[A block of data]
────
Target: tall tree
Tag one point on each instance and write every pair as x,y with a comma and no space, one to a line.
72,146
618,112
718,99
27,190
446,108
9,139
────
**Directions:**
Format the data above as a numbered list with one entry per line, omitting any blank lines.

**Exercise response:**
1. Target: tall tree
2. Tag one point on each instance and write every pair as x,y with a comma and no space, one to a line.
3. 72,146
4. 618,112
5. 718,99
6. 27,190
7. 446,108
8. 9,139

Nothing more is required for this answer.